Directions for this task => Lay out all of the material below as a two-column CSV with the headers instruction and points. Each row pairs one instruction with the points that follow it, and each field is quoted with line breaks changed to spaces.

================

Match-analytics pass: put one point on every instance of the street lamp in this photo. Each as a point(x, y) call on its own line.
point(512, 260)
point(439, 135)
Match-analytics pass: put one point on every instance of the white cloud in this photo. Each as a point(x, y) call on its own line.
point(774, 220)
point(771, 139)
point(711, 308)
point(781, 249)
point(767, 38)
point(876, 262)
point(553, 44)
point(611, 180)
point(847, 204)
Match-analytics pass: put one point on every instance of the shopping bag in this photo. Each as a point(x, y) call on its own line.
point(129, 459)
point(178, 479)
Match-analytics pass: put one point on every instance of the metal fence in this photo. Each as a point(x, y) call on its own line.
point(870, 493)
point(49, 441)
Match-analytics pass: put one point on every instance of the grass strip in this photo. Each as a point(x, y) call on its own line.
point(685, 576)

================

Task output =>
instruction,points
"Match-analytics pass: put one point on every instance of the street lamp in this photo. Each as a point(x, y) call on its own line.","point(512, 260) point(439, 135)"
"Match-analytics pass: put one point on every instance of the white cloud in this photo. Each as a point(x, y) call on its own line.","point(774, 220) point(771, 139) point(711, 308) point(781, 249) point(767, 38) point(876, 262) point(553, 44) point(611, 180) point(847, 204)"
"Match-analytics pass: put one point on every instance of the shopping bag in this photo. Each as a point(x, y) call on its own line.","point(129, 459) point(178, 479)"
"Match-analytics pass: put one point on every instance of the metal fence in this photo. Each as a point(x, y) call on its own line.","point(870, 493) point(49, 441)"
"Match-analytics pass: put one point on every instance of the grass strip in this photo. Each as a point(x, y) call on its own line.","point(685, 576)"